## Goal of the exercise
Tally how many lines in the items below contain the string "handle", with case counting, and give only that number.

## Working data
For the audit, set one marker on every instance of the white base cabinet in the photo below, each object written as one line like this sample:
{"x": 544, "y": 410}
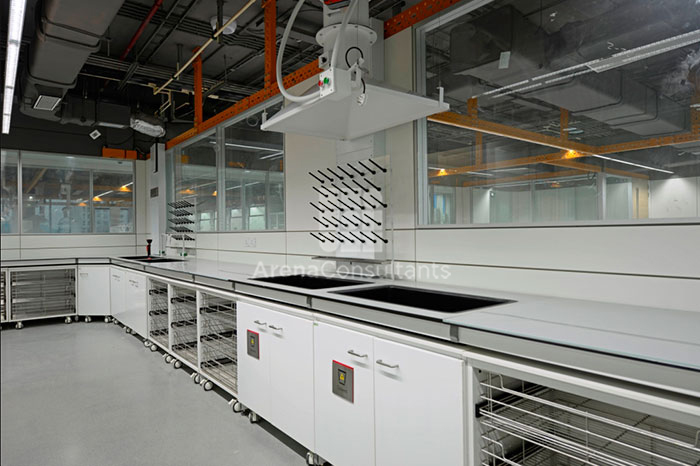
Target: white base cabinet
{"x": 94, "y": 290}
{"x": 276, "y": 378}
{"x": 406, "y": 408}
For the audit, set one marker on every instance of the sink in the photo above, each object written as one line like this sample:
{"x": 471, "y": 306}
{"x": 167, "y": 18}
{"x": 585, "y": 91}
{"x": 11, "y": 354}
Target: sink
{"x": 423, "y": 299}
{"x": 150, "y": 259}
{"x": 310, "y": 282}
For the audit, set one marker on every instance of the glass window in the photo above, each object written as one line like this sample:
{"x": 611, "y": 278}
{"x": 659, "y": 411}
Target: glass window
{"x": 8, "y": 180}
{"x": 195, "y": 180}
{"x": 254, "y": 177}
{"x": 561, "y": 113}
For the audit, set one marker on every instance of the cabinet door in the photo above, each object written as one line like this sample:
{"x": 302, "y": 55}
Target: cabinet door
{"x": 419, "y": 407}
{"x": 253, "y": 369}
{"x": 344, "y": 428}
{"x": 117, "y": 292}
{"x": 292, "y": 376}
{"x": 136, "y": 315}
{"x": 93, "y": 280}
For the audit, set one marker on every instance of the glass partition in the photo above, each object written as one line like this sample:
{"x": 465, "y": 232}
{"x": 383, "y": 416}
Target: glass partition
{"x": 561, "y": 114}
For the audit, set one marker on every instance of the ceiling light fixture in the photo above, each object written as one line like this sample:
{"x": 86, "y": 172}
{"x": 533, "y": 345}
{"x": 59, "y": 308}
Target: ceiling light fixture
{"x": 14, "y": 40}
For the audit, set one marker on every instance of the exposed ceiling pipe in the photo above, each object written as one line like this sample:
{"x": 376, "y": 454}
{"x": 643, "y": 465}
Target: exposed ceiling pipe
{"x": 141, "y": 28}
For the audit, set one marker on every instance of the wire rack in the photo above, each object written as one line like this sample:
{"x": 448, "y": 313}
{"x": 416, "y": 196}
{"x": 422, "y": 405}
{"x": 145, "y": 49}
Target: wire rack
{"x": 158, "y": 328}
{"x": 183, "y": 323}
{"x": 535, "y": 425}
{"x": 218, "y": 340}
{"x": 42, "y": 293}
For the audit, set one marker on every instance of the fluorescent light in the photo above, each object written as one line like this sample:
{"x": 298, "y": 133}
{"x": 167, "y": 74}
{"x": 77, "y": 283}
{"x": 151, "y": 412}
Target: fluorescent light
{"x": 631, "y": 163}
{"x": 14, "y": 40}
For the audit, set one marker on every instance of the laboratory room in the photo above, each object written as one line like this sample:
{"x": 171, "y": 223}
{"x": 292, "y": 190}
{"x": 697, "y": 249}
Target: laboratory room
{"x": 350, "y": 233}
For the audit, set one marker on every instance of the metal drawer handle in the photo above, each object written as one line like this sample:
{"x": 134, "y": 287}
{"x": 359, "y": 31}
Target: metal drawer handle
{"x": 353, "y": 353}
{"x": 390, "y": 366}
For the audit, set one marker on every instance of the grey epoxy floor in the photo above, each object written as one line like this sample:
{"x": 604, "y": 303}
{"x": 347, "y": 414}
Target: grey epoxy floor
{"x": 89, "y": 394}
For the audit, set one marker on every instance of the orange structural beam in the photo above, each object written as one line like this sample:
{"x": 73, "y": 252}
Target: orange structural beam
{"x": 270, "y": 7}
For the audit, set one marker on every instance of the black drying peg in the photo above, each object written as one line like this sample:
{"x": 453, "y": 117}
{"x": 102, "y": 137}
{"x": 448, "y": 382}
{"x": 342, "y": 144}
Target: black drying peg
{"x": 349, "y": 239}
{"x": 353, "y": 223}
{"x": 357, "y": 237}
{"x": 369, "y": 203}
{"x": 336, "y": 187}
{"x": 385, "y": 240}
{"x": 317, "y": 178}
{"x": 383, "y": 205}
{"x": 373, "y": 185}
{"x": 319, "y": 191}
{"x": 358, "y": 205}
{"x": 372, "y": 218}
{"x": 356, "y": 170}
{"x": 319, "y": 221}
{"x": 360, "y": 220}
{"x": 349, "y": 207}
{"x": 350, "y": 187}
{"x": 336, "y": 206}
{"x": 367, "y": 168}
{"x": 378, "y": 166}
{"x": 320, "y": 239}
{"x": 363, "y": 188}
{"x": 350, "y": 175}
{"x": 368, "y": 237}
{"x": 335, "y": 174}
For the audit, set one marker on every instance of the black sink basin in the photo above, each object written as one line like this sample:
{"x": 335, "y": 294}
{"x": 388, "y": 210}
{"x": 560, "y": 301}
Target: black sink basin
{"x": 423, "y": 299}
{"x": 310, "y": 282}
{"x": 151, "y": 259}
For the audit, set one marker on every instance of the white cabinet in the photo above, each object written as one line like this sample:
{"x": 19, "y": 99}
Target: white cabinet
{"x": 93, "y": 290}
{"x": 276, "y": 375}
{"x": 344, "y": 428}
{"x": 419, "y": 406}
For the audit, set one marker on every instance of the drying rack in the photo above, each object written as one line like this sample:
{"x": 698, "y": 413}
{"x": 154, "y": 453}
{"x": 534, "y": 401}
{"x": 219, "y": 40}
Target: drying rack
{"x": 158, "y": 327}
{"x": 183, "y": 324}
{"x": 529, "y": 424}
{"x": 218, "y": 340}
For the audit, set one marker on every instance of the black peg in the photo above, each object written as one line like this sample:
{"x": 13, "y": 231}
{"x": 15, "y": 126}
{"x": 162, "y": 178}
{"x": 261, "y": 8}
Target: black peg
{"x": 363, "y": 188}
{"x": 367, "y": 168}
{"x": 360, "y": 220}
{"x": 357, "y": 237}
{"x": 372, "y": 218}
{"x": 319, "y": 221}
{"x": 336, "y": 206}
{"x": 368, "y": 237}
{"x": 378, "y": 166}
{"x": 383, "y": 239}
{"x": 319, "y": 191}
{"x": 325, "y": 206}
{"x": 356, "y": 170}
{"x": 350, "y": 187}
{"x": 317, "y": 178}
{"x": 319, "y": 239}
{"x": 373, "y": 185}
{"x": 369, "y": 203}
{"x": 383, "y": 205}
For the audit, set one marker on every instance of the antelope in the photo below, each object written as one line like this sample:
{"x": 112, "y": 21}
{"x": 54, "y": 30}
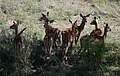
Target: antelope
{"x": 96, "y": 32}
{"x": 17, "y": 40}
{"x": 80, "y": 28}
{"x": 68, "y": 37}
{"x": 51, "y": 34}
{"x": 87, "y": 41}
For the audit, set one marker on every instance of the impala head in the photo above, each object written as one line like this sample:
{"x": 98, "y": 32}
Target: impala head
{"x": 84, "y": 18}
{"x": 73, "y": 24}
{"x": 95, "y": 21}
{"x": 107, "y": 28}
{"x": 15, "y": 24}
{"x": 45, "y": 18}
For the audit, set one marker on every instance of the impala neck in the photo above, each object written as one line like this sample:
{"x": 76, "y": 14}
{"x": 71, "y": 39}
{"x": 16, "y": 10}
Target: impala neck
{"x": 96, "y": 26}
{"x": 105, "y": 33}
{"x": 16, "y": 30}
{"x": 82, "y": 25}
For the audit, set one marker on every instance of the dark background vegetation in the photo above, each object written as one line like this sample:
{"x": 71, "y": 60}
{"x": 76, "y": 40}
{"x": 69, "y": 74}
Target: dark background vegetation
{"x": 31, "y": 61}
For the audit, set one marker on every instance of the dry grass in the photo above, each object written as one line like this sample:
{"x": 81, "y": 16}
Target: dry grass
{"x": 29, "y": 12}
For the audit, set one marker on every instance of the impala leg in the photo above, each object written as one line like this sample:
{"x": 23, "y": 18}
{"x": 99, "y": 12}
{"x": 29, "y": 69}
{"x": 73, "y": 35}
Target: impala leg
{"x": 51, "y": 45}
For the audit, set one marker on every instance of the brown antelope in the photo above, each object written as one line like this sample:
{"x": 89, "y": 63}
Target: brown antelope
{"x": 17, "y": 40}
{"x": 96, "y": 32}
{"x": 68, "y": 37}
{"x": 87, "y": 41}
{"x": 80, "y": 28}
{"x": 51, "y": 34}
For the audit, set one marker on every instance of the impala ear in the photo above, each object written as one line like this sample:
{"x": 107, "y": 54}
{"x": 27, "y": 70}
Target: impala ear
{"x": 104, "y": 24}
{"x": 51, "y": 21}
{"x": 88, "y": 15}
{"x": 47, "y": 13}
{"x": 95, "y": 18}
{"x": 81, "y": 15}
{"x": 75, "y": 21}
{"x": 43, "y": 15}
{"x": 14, "y": 22}
{"x": 98, "y": 16}
{"x": 70, "y": 21}
{"x": 18, "y": 22}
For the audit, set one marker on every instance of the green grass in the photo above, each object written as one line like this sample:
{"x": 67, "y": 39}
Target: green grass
{"x": 29, "y": 12}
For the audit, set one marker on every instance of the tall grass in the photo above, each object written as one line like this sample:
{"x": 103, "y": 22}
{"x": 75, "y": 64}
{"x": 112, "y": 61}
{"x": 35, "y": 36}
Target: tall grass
{"x": 29, "y": 12}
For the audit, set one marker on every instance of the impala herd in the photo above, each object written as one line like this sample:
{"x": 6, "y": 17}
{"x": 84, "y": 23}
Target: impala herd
{"x": 66, "y": 37}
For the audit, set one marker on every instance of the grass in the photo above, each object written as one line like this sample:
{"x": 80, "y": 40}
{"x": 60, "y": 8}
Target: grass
{"x": 29, "y": 12}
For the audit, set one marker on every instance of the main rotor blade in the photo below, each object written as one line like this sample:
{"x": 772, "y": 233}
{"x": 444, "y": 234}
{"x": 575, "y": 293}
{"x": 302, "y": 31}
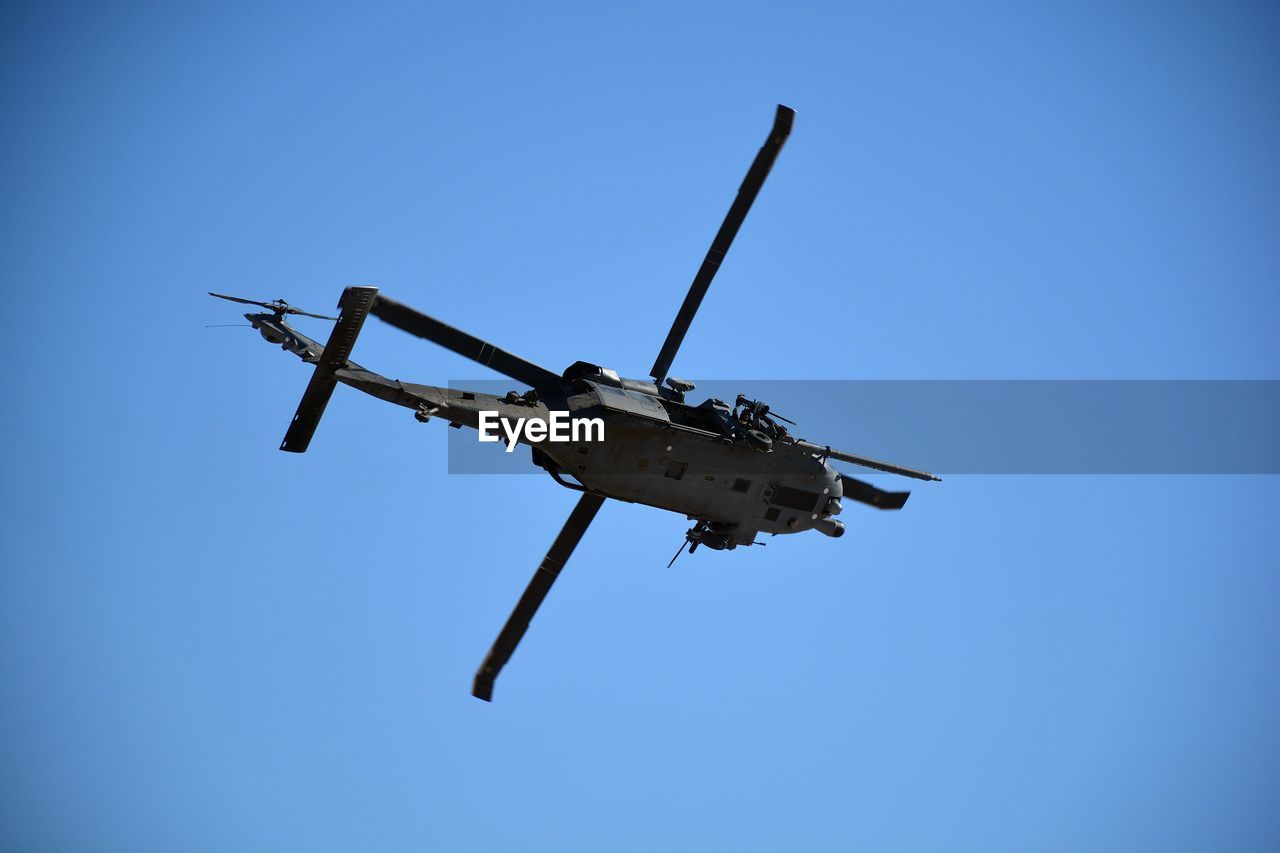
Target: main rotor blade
{"x": 746, "y": 194}
{"x": 236, "y": 299}
{"x": 319, "y": 316}
{"x": 273, "y": 306}
{"x": 534, "y": 594}
{"x": 414, "y": 322}
{"x": 872, "y": 496}
{"x": 865, "y": 461}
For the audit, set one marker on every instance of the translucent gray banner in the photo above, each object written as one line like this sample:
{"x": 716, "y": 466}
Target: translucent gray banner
{"x": 993, "y": 425}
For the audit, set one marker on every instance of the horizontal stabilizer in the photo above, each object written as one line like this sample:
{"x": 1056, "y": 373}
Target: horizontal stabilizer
{"x": 355, "y": 308}
{"x": 872, "y": 496}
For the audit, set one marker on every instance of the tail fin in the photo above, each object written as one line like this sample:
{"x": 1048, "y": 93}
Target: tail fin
{"x": 355, "y": 305}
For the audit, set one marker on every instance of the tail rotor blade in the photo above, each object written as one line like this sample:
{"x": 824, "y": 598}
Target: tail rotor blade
{"x": 746, "y": 194}
{"x": 534, "y": 594}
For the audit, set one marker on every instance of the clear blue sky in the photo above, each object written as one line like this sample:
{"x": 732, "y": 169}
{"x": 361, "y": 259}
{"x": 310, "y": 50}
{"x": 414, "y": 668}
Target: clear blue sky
{"x": 208, "y": 643}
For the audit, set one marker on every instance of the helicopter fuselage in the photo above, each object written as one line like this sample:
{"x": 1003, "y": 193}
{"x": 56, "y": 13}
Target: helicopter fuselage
{"x": 656, "y": 450}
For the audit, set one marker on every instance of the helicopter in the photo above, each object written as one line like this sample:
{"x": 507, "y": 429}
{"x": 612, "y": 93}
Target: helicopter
{"x": 735, "y": 471}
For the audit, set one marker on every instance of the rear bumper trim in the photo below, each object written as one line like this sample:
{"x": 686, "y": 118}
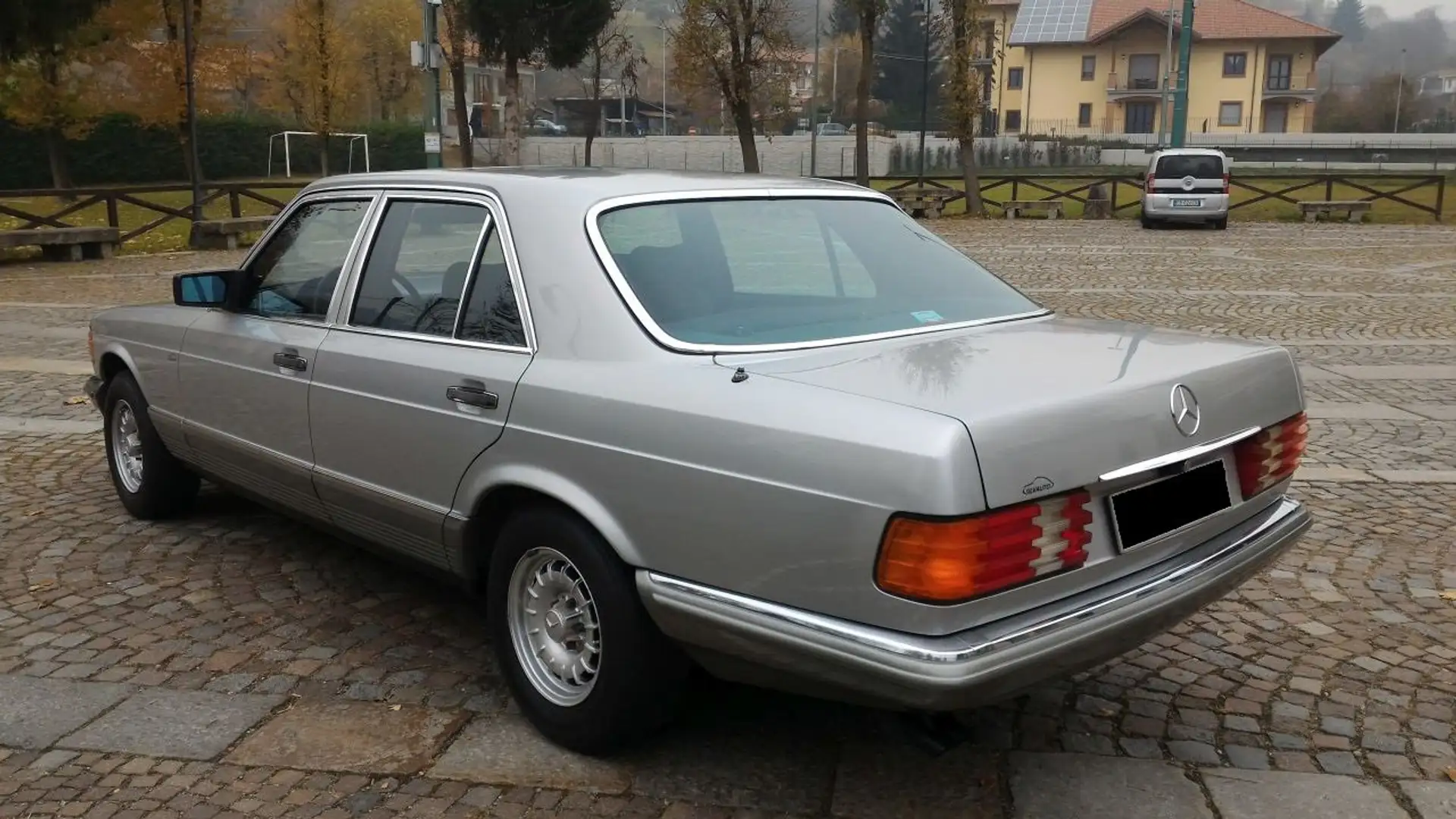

## Solution below
2